> [Work required]
Copy the lines word for word. Begin at the line that contains "Query: monitor screen" and end with the final line of the data.

Start of Information provided

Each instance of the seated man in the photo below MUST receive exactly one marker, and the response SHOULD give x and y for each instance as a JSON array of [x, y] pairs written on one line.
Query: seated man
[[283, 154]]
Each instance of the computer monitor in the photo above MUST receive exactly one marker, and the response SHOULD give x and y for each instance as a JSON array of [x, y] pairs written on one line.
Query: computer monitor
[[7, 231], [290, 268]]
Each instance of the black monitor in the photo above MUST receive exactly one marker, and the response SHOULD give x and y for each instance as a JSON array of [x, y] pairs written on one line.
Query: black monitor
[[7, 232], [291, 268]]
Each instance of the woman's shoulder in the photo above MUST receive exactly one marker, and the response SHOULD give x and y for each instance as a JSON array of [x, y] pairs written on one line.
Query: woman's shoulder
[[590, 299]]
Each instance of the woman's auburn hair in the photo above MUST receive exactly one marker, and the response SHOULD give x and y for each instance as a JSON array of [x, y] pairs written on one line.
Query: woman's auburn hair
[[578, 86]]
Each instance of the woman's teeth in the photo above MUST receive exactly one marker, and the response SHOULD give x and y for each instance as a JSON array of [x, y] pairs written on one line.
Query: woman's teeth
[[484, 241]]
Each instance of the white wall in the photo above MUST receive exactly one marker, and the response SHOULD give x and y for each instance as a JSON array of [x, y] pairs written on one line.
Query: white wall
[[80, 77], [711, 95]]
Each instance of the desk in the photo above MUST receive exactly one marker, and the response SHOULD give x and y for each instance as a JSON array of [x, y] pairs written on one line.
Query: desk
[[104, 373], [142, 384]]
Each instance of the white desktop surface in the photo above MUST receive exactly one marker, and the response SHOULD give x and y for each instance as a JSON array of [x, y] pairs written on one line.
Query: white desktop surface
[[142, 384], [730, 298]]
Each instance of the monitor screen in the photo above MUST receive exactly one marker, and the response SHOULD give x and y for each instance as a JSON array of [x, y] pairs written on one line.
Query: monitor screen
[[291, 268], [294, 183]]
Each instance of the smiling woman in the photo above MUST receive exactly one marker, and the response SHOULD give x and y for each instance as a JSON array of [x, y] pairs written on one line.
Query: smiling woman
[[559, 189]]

End of Information provided

> [Response area]
Query: monitor screen
[[291, 268], [294, 183]]
Each instance of the smiling woman in the photo above MUST receive exactly one marker, and the response SHOULD give x and y for each instance as a JSON array of [x, y] pairs written on one line.
Query: smiling woman
[[559, 189]]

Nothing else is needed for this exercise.